> _What you have to do_
Return all the data below as it stands, minus the pictures.
::::::::
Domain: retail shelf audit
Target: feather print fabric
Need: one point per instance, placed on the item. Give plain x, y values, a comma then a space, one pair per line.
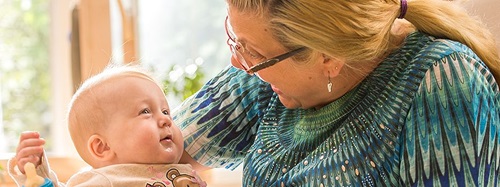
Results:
427, 116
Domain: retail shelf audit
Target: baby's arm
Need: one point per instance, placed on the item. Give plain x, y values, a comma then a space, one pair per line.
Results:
30, 150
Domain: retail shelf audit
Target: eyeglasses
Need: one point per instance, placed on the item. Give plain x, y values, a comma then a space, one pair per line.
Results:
237, 51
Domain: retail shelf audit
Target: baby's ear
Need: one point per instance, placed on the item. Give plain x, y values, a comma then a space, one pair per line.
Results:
99, 149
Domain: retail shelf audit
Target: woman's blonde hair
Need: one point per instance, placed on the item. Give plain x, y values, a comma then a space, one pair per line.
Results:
360, 30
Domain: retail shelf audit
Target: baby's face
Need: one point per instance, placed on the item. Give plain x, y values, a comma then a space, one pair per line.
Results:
139, 126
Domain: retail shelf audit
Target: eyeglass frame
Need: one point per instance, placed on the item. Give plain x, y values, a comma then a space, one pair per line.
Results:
234, 46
::::::::
> _Exercise response_
Domain: retail shelf audit
Target: feather print fabric
Need: one point per instance, placed on the item. Give plain x, y values, a comma then a space, one pair per line.
Results:
427, 116
Domain: retail shelf audit
Target: baby's arm
Need: one point per instance, placed on the item. Give plain x, y values, a comma then a space, one pair per line.
Results:
30, 150
Domain: retail shelf audit
Target: eyeglasses
Need: one point per instance, placed on the item. Give plain x, y values, a comma then a space, one pair per line.
Results:
237, 51
Domain: retail shelf audit
Target: baby's ear
Need: one point per instance, placed on the item. Give plain x, y values, a comma then a space, one pair per line.
Results:
99, 149
Domain: retail shelf audit
Target: woman's blonde hair
Need: one point per instance, placed on the item. Give plain x, y values, a comma then a space, one pair per line.
Results:
360, 30
Domain: retail shelf audit
Target: baby's face
Need: one point per instance, placed on the item. Give plain x, y values, a comma then a space, one pair per line.
Results:
139, 126
Domain: retail shelf audit
Target: eyeglass frame
Need: one point per instance, placed on the item. Give plain x, y values, a comma then a space, one pair per line.
Results:
234, 46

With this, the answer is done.